START PROVIDED DATA

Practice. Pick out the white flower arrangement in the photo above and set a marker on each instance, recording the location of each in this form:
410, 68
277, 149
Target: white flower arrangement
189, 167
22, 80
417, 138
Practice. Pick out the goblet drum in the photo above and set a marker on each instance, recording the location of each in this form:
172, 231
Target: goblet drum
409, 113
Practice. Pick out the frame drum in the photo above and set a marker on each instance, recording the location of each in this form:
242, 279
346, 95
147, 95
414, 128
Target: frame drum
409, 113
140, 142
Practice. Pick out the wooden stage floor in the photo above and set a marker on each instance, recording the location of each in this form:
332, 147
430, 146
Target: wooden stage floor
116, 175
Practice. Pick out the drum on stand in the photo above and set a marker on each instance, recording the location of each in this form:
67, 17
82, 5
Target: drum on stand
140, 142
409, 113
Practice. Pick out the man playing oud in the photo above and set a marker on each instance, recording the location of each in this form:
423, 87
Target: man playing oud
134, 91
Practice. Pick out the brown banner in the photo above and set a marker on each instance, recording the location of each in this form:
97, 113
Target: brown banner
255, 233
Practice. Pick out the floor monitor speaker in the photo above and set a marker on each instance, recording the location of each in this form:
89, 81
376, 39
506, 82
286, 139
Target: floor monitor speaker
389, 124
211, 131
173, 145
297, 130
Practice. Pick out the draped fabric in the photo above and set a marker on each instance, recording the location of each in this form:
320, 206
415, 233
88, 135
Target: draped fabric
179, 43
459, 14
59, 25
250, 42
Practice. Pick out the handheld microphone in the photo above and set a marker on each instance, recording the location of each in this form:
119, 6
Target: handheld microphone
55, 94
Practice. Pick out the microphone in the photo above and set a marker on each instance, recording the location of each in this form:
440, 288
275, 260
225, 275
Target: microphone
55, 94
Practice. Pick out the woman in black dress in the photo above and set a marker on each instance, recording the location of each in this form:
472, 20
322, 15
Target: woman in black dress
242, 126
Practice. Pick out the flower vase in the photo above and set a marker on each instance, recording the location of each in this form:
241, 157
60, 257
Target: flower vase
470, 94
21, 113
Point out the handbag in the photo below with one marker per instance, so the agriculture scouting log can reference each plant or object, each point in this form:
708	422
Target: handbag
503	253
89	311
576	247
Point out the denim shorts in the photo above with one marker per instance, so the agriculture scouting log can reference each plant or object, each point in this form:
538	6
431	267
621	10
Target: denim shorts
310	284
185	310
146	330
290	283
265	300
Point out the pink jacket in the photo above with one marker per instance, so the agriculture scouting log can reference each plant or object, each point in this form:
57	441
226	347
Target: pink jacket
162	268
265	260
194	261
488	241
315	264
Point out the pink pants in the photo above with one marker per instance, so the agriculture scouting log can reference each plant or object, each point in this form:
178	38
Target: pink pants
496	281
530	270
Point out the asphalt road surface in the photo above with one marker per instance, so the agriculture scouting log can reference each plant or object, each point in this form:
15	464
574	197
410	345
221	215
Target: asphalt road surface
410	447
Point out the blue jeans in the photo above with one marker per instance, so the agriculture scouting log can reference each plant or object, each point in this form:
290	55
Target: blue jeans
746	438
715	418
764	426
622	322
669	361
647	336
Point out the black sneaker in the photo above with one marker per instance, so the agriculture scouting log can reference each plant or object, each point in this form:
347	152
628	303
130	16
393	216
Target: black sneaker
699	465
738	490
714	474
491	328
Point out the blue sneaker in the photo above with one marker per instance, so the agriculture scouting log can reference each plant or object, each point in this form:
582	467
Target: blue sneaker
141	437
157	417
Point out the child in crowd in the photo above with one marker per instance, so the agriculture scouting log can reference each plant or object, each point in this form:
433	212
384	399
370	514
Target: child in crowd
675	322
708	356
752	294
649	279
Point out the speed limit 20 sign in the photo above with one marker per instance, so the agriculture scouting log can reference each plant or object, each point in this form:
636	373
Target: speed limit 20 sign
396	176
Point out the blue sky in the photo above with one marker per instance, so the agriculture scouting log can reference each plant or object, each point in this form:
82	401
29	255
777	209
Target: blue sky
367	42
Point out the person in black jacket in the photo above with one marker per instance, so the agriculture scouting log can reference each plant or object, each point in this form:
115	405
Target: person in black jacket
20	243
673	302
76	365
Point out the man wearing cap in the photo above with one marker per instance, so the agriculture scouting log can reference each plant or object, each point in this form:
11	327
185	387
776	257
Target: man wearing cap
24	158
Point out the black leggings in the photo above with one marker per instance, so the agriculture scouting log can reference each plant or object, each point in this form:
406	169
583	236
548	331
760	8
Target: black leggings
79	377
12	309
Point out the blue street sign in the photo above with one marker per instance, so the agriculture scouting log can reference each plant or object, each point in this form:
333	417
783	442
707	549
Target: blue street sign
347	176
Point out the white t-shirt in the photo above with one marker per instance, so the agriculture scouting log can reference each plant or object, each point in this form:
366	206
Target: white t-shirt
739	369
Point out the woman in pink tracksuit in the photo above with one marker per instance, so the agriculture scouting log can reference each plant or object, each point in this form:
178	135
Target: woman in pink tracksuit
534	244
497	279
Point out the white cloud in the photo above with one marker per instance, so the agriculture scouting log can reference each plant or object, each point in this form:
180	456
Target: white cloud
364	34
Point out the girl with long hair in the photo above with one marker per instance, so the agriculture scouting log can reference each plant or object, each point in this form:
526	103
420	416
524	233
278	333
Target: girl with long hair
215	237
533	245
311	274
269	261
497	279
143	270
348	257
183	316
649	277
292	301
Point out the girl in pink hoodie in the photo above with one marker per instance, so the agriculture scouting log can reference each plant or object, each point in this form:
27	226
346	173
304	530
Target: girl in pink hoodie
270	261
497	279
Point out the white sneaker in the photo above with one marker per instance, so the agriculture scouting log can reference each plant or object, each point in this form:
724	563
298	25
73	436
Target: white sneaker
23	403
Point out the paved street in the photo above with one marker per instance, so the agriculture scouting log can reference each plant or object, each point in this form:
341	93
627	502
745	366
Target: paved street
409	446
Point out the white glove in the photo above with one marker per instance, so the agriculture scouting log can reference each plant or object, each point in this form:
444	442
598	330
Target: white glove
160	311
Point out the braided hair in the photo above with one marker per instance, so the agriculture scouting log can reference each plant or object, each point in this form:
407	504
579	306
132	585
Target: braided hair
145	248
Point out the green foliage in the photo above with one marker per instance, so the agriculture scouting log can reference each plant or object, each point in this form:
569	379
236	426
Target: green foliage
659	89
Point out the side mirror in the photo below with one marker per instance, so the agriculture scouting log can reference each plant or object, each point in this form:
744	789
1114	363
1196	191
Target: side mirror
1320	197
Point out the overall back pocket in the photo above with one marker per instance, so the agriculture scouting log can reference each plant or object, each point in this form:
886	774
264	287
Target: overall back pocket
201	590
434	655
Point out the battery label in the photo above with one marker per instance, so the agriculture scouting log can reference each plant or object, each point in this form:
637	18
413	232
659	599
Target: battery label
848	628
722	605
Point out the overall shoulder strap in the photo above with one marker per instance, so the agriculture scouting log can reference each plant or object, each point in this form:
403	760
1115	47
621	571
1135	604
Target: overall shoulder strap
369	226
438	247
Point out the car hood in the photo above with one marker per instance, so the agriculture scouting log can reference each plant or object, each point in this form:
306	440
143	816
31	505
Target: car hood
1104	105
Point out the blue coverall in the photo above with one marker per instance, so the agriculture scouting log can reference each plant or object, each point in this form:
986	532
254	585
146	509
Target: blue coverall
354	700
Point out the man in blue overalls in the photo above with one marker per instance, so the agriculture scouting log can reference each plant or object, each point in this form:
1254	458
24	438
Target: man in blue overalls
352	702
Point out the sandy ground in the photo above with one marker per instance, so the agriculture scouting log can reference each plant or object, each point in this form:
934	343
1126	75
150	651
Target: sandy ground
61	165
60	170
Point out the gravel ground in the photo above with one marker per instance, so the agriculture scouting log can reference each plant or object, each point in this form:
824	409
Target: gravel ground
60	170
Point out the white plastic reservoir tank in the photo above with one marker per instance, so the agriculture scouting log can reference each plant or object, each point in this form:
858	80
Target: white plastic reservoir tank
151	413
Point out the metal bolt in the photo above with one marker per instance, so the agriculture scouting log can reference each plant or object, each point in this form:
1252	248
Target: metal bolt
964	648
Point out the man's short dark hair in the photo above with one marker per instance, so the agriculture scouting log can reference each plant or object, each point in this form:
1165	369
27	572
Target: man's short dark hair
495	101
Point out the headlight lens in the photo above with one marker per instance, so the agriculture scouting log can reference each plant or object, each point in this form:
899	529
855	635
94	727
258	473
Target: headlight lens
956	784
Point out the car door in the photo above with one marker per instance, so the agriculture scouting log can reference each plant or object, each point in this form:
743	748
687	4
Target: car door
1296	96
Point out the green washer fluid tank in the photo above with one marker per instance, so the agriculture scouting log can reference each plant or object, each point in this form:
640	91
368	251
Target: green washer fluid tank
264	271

END PROVIDED DATA

- **ACTIVITY**:
Copy out each line of the data containing the string "below".

- **ANSWER SPACE**:
Point out the handbag in the photo below with one marker per instance, so the agriculture scouting log can reference each plant or object, each point in this form:
Point out the side mirror in the photo below with one marker per instance, so the agriculture scouting log can reference each plant or object, each point in this form:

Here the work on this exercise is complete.